→ ЦИТИРУЕМЫЙ ТЕКСТ:
Он снова наклонил голову перед Жюно.
– Подумай, – сказал ему муж мой, – может, ты хочешь выйти из гренадеров и возвратиться в свой корпус?
Солдат быстро выпрямился, и глаза его засверкали.
– Генерал! Разве вы хотите меня прогнать? Как непослушного? Я добрый малый, и генерал Дюпа скажет вам, что Ансельм Пеле исправный и честный солдат.
Не говоря больше ничего, Жюно подошел к молодому человеку и выкосил все белокурые волосы его, которые пучками падали вокруг.
– Откуда ты родом? – спросил Жюно, окончив свое дело.
– Из Бургундии, генерал.
– А, вот как!
– Я из Эторме, это близко от Бюсси-Леграна.
– Что же ты не сказал мне сразу, что мы земляки?
– Тогда это похоже было бы, будто я прошу милости у вас. А я хочу, чтобы награждались только мои заслуги.
Мы с Жюно переглянулись.
– Этот юноша далеко пойдет, – сказал мне после муж мой. – Такой характер способен к прекрасным и великим делам.
Услышав название деревни Эторме, я поняла, почему моя дочь знала этого солдата. Ее няня Фаншетта была из Эторме. Прогуливаясь с моею дочерью по аррасским укреплениям, Фаншетта приучила малютку часто садиться на одну пушку, которую она называла своею, и девочка полюбила это так, что ее надобно было водить туда каждый день. Эта новая фантазия не походила на прежнюю, когда она захотела завладеть баретом кардинала, но следствие фантазии было такое же: однажды она захотела непременно взять ее домой. Фаншетта всячески уверяла Жозефину, что пушку нельзя сдвинуть с места; но когда это дитя хотело чего-нибудь, то хотело сильно, и Фаншетта, обожая ребенка, почти готова была взять пушку с собой! В это время Ансельм Пеле проходил мимо. Все гренадеры знали генеральчика, и все любили ее. Не проходило ни одного смотра, ни одного учения и маневра, в поле или городе, чтобы я не была там с моею дочерью. Случалось, что мы даже участвовали в этих играх, новых для меня. Помню, как однажды генерал Дюпа командовал неприятельским корпусом против армии Жюно и взял в плен мою коляску, меня и маленького генеральчика. Потом нас отбили. О, это были счастливые дни, предвестники дней славы!

→ ЗАПИСИ:

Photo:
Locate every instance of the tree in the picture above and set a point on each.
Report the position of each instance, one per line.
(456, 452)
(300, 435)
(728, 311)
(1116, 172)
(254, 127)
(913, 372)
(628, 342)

--

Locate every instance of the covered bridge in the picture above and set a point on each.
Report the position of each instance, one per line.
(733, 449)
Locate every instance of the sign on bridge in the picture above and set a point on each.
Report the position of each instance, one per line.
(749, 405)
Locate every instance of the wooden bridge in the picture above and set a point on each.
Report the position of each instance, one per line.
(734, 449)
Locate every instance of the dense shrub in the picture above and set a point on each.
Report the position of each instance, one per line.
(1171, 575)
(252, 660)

→ ОПИСАНИЕ ЗАДАНИЯ: Напишите продолжение воспоминаний о Жюно и гренадере Ансельме Пеле, начав сразу после их последнего предложения.

→ РЕЗУЛЬТАТ УПРАЖНЕНИЯ:
Возвращаясь к молодому солдату, скажу, что он утешил Жозефину, и она больше не говорила о пушке. Они подружились, и вот почему Жозефина так хорошо знала этого Ансельма.
Глава III. Маршал Даву
Как связываются друг с другом воспоминания! Сказанное в предыдущей главе напоминает мне слова Наполеона, которые кажутся сначала парадоксом, а между тем они очень верны.
Однажды он говорил, что храбрость не первое качество, необходимое для генерала. Сначала я не поняла истинного значения его слов; но он объяснил, и я совершенно постигла его.
– Почему, – говорил он, – солдат уважает своего командира? Потому что уверен в его призвании. Он доверчиво идет за ним через пустыни, горы и болота, не известные ему, но известные, в чем он уверен, его командиру. Храбрость и познания – вот что вполне образует военного человека. Но еще надобно, чтобы храбрость не была дерзостью и чтобы жизнь людей не подвергалась опасности из-за желания дать или получить сабельный удар. Иногда удивляются, как быстро жалуют эскадронного командира полковником, а потом сразу бригадным генералом. Это значит, что эскадронный командир, сделавшись полковником, не оправдал своего назначения; что, командуя полком, он вел его, правда, храбро, но, как сумасшедший, к дулу неприятельской пушки и возвращался из каждого дела с лишней раной и с потерей пятидесяти человек. И тогда его делают генералом.
Наполеон подробно развил свою мысль. Он назвал людей, и эти имена памятны мне, но я не хочу повторять, кого приводил он в пример. Еще он назвал имя генерала Келлермана (впоследствии герцога Вальми) и сказал, что тот соединяет познания с самою превосходною храбростью. Генерал Ланн был отмечен им как совершенный образец военного человека. Потом он назвал одного из первых людей в армии и прибавил улыбаясь:
– А этот человек, несмотря на свое удивительное искусство, не любит порохового дыма. Но мне что за дело! Покуда солдаты не узнали этого, для меня лучше, что он командует корпусом в армии, чем ищет любовных приключений. Главное, чтоб…
Тут Наполеон употребил слово, которое было бы в этой книге неуместно.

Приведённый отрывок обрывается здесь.